Records to use:
--- start ---

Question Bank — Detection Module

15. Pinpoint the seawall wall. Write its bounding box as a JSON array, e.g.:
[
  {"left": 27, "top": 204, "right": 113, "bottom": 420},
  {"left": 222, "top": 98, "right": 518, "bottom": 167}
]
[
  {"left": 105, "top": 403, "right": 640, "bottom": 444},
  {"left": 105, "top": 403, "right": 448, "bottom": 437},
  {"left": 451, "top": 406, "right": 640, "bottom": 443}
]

--- end ---

Instructions for the task:
Copy the entire listing above verbatim, preserving every line and character.

Output for this task:
Question Bank — Detection Module

15. Pinpoint the seawall wall. Write its bounding box as a JSON array, e.g.:
[
  {"left": 27, "top": 204, "right": 113, "bottom": 420},
  {"left": 222, "top": 98, "right": 518, "bottom": 167}
]
[
  {"left": 105, "top": 403, "right": 640, "bottom": 444},
  {"left": 105, "top": 403, "right": 448, "bottom": 437},
  {"left": 451, "top": 406, "right": 640, "bottom": 443}
]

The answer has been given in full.